** Data for this exercise **
● ● ●
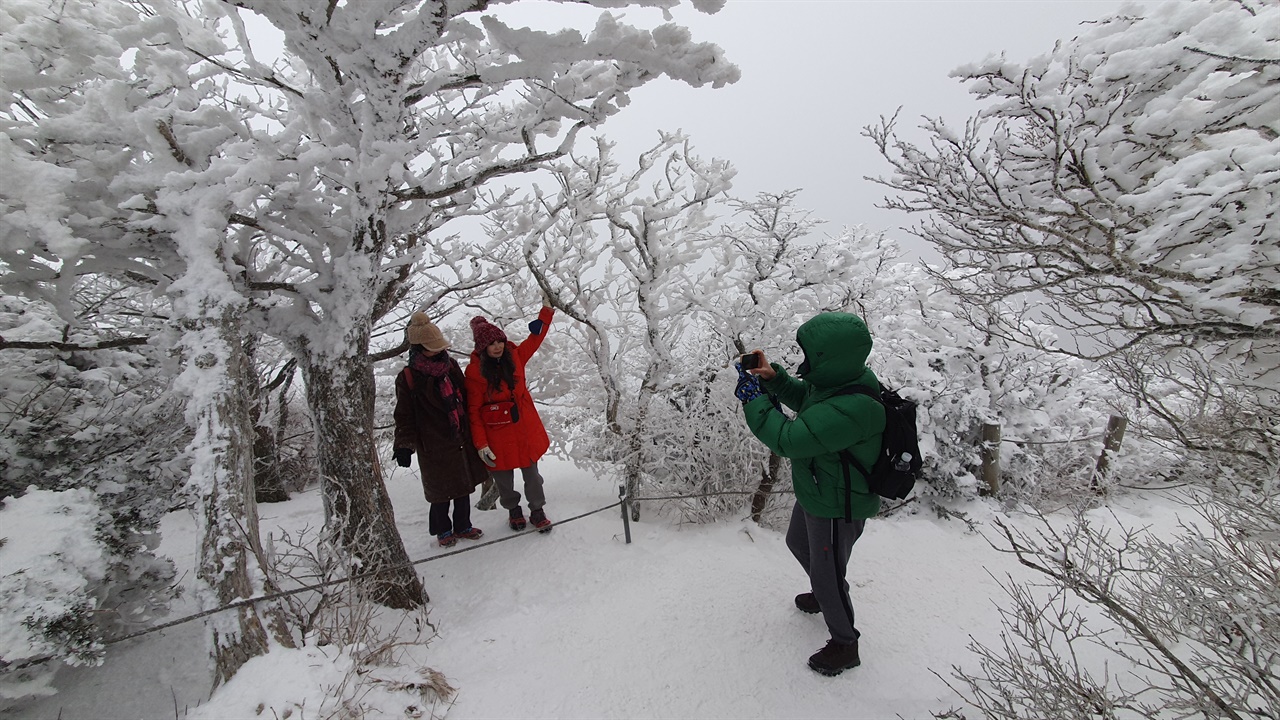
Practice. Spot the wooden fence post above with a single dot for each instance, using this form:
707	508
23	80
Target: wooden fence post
991	456
1116	425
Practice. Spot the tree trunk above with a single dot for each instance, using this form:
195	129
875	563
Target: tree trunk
222	474
268	486
268	483
768	479
634	466
488	496
359	515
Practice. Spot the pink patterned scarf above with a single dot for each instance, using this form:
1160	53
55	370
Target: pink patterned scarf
437	368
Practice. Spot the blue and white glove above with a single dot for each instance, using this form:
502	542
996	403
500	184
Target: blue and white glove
748	386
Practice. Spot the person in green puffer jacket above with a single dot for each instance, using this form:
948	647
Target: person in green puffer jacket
830	513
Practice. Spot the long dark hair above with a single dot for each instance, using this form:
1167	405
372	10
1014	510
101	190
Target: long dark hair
498	369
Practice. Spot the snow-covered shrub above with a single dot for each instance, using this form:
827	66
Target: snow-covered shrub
1171	627
101	419
1205	419
67	578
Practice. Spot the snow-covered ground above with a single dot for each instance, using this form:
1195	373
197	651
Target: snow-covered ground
685	621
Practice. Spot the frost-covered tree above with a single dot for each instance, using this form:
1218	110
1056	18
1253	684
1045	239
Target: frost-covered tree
1182	627
325	174
617	251
1129	178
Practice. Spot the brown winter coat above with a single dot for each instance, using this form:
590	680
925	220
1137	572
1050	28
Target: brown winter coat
451	468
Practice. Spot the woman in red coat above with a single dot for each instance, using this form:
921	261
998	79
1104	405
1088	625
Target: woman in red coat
504	424
432	420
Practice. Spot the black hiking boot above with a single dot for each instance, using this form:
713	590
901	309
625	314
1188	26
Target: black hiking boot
517	519
808	604
539	519
835	659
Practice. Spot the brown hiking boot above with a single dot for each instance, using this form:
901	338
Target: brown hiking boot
808	604
835	659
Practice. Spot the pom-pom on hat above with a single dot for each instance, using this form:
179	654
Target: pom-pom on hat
485	333
421	331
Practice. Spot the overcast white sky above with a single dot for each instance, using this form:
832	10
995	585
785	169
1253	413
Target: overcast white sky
816	72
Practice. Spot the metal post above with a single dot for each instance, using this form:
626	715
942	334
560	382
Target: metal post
991	456
626	513
1116	425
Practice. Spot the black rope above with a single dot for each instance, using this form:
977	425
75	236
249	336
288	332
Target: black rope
250	601
711	495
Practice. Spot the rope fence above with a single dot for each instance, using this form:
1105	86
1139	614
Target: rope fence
250	601
624	501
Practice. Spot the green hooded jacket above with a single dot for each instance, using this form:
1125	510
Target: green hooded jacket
836	346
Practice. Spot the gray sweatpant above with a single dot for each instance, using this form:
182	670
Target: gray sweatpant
822	546
507	495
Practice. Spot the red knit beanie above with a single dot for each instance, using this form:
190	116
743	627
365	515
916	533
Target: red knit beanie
485	333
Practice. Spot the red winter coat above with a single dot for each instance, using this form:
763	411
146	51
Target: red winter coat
520	443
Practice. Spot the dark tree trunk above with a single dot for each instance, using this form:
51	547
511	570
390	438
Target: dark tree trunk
768	481
268	486
268	482
359	514
223	478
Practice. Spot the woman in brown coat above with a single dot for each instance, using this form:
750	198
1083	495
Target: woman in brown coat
432	420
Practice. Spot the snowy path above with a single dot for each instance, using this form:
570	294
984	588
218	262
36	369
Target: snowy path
686	621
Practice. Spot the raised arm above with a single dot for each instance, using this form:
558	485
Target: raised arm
525	350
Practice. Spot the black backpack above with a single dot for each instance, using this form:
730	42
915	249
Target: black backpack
899	463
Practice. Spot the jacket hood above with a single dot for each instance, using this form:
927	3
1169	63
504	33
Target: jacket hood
835	346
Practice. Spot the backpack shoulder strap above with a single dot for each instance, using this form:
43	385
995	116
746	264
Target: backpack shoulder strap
859	390
846	458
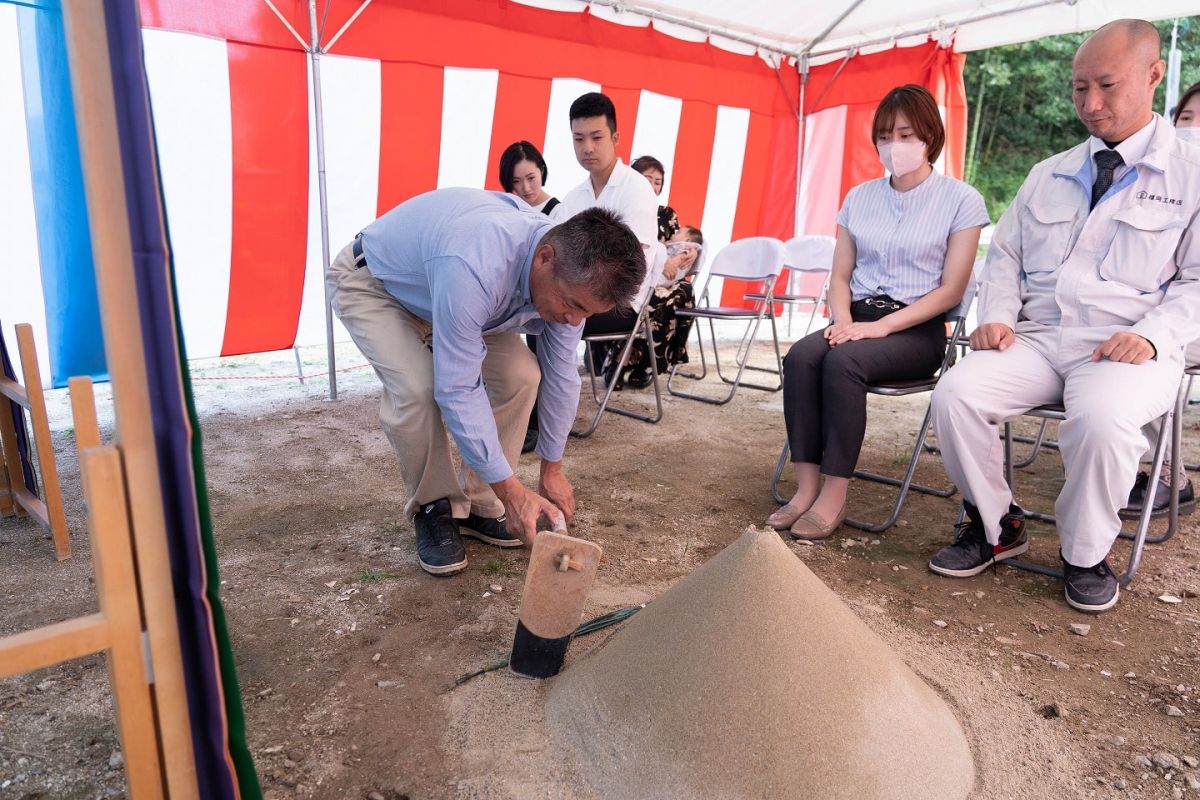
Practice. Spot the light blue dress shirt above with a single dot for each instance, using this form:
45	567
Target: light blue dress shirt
900	238
460	259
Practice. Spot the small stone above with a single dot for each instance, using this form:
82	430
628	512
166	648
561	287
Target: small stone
1165	761
1053	711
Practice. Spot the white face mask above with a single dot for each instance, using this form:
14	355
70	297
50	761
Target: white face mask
1188	134
901	157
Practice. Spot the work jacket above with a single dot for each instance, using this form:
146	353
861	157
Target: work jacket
1132	263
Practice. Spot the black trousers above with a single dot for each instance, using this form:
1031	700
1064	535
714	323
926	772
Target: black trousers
825	389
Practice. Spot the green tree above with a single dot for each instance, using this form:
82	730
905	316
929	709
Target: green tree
1020	107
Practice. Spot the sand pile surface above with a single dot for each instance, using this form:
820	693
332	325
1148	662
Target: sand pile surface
751	679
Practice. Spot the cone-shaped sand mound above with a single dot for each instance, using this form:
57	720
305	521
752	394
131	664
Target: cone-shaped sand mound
751	679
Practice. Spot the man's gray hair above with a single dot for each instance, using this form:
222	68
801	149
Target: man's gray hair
595	250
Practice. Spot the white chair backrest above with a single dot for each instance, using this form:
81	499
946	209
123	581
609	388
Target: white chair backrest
809	253
755	258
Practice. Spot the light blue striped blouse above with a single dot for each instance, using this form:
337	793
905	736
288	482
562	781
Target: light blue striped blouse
901	236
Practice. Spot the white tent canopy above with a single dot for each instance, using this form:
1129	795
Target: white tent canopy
828	29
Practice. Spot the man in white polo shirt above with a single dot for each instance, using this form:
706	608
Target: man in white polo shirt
1090	294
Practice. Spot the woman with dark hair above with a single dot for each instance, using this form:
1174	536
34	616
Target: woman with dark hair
1187	115
906	244
673	292
523	173
653	170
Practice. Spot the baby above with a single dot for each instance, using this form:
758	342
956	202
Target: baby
688	240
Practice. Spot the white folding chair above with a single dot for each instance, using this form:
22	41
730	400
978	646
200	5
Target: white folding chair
809	260
755	259
900	389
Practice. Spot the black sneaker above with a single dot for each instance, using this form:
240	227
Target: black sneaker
438	545
971	554
1162	497
1091	589
489	530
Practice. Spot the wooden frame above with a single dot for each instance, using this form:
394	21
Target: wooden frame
48	509
117	289
115	629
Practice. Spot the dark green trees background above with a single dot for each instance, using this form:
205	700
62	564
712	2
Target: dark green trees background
1020	106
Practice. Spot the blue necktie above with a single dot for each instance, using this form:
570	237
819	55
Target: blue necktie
1107	161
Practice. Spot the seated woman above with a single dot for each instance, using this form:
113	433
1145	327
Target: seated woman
523	173
673	290
906	245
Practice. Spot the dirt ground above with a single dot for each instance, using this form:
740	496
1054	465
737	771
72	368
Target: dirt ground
348	653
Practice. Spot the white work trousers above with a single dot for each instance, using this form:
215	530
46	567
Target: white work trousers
397	344
1101	440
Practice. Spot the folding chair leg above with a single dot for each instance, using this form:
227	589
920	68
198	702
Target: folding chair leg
779	474
1140	536
905	485
603	403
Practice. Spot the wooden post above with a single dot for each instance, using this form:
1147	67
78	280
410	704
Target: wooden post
7	505
117	587
52	492
83	411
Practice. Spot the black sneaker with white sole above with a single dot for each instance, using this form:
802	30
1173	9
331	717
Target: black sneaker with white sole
490	530
971	554
1091	589
438	545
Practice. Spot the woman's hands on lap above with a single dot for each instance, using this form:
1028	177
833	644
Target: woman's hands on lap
841	332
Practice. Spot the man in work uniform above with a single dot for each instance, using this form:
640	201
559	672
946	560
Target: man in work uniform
436	294
1090	294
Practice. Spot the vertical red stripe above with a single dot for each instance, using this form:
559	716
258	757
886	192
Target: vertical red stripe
693	160
269	106
409	131
521	106
625	102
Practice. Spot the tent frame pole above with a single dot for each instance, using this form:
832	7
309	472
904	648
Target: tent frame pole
315	53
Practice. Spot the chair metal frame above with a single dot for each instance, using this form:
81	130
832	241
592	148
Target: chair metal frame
901	389
1170	429
753	317
641	325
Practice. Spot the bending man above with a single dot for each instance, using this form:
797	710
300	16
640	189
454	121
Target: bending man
436	294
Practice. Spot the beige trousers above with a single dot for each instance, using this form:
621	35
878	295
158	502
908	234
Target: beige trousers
399	346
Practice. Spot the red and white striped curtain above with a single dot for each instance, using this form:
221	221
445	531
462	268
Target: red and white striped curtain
419	95
839	104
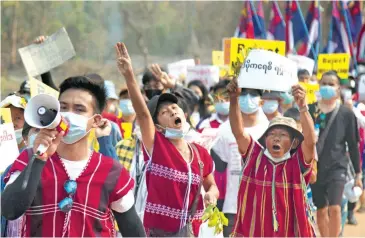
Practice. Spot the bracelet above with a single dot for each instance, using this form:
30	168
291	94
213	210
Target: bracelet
304	109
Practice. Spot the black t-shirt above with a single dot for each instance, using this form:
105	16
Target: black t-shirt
333	161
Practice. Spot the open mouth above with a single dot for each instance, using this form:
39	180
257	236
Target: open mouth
276	147
177	121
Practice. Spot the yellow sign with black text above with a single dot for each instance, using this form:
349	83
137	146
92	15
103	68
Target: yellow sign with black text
338	62
241	47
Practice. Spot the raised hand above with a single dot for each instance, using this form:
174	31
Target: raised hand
233	89
162	76
124	62
299	95
40	39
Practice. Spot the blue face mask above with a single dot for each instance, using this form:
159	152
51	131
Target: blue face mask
270	106
222	108
249	104
78	127
327	92
126	107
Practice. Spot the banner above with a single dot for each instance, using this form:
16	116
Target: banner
8	146
217	58
54	51
207	74
303	62
227	50
37	87
267	70
241	47
312	91
338	62
179	69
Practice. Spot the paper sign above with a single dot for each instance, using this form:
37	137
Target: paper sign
217	58
303	62
338	62
227	50
207	74
362	87
5	115
312	91
267	70
37	87
8	146
240	48
54	51
178	70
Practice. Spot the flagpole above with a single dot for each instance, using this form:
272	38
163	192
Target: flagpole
263	34
305	28
344	13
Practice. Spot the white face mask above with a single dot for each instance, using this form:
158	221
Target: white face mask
78	126
18	136
286	156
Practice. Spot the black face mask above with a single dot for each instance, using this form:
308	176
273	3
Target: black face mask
150	93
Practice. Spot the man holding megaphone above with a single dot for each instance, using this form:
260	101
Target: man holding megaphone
71	190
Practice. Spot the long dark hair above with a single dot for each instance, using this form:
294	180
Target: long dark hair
203	109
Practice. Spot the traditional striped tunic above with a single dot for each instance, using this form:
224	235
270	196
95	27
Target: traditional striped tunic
272	197
103	181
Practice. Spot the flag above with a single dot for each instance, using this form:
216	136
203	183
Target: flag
313	24
360	55
338	40
355	12
277	24
293	18
258	20
245	28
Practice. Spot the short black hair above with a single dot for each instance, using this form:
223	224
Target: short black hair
333	73
293	113
91	85
303	72
220	85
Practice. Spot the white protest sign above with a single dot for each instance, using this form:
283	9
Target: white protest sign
362	87
8	146
178	70
267	70
207	74
54	51
303	62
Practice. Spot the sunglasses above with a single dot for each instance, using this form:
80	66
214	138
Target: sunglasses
70	187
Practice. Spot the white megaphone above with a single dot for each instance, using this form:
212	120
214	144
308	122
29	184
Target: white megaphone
43	111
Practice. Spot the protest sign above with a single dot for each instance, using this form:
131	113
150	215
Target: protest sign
207	74
312	91
54	51
179	69
226	50
361	87
267	70
217	58
8	146
37	87
240	48
338	62
303	62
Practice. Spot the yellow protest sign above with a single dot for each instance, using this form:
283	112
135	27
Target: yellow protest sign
311	89
127	129
241	47
5	115
338	62
37	87
217	58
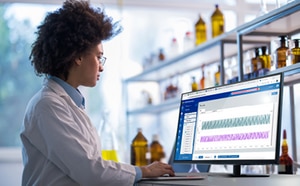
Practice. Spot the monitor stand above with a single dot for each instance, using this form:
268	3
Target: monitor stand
237	173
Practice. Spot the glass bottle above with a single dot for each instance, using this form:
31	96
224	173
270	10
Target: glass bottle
202	80
156	149
285	161
266	58
200	31
218	77
281	52
194	84
139	149
217	22
108	139
295	52
161	55
256	63
174	48
188	41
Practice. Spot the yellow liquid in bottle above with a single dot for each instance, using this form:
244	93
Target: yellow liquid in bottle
110	155
217	22
200	31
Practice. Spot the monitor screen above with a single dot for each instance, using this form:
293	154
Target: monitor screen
235	124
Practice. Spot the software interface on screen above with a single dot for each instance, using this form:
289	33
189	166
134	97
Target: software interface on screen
231	122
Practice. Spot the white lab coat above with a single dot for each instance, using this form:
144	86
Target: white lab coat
61	146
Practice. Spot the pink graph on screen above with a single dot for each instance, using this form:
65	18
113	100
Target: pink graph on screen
235	137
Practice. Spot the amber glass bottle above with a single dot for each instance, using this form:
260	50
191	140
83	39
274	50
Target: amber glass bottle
217	22
295	52
218	76
139	150
281	52
200	31
156	149
266	58
285	161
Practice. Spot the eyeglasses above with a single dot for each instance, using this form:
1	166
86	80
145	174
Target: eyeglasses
102	60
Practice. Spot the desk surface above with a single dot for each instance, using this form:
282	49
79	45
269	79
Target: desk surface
225	180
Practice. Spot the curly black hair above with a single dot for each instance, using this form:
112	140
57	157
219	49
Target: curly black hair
68	32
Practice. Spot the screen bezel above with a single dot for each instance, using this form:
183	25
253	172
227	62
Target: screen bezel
241	161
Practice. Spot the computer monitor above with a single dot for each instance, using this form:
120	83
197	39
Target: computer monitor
236	124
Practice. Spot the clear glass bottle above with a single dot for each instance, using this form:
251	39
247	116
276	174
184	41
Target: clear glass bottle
188	41
295	52
156	149
174	48
108	139
202	80
200	31
194	84
161	55
285	161
218	77
282	52
217	22
256	61
139	150
266	58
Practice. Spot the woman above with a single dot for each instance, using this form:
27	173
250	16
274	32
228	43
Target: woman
60	144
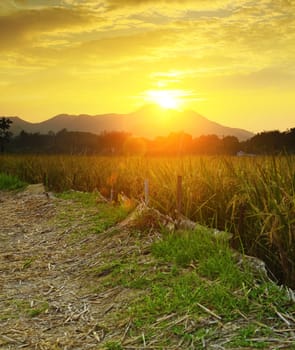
● ● ●
** Given instruction **
Copy out the entries word for word, from the line containing "Practice. Spot the computer" through the end of the entries, leaving out any pictures.

** The output **
Practice. Spot the computer monitor above with a single dot for each instance, using this form:
120	83
197	39
Target: computer monitor
236	124
Practice. Spot the clear glass bottle above with a single dot for each instance, using this form:
251	39
247	116
276	174
184	41
Target: clear glass bottle
188	41
295	52
156	149
174	48
108	139
202	80
200	31
194	84
161	55
285	161
218	77
282	52
217	22
256	61
139	150
266	58
Practice. Spot the woman above with a single dot for each instance, using this form:
27	173
250	16
274	32
228	43
Target: woman
60	144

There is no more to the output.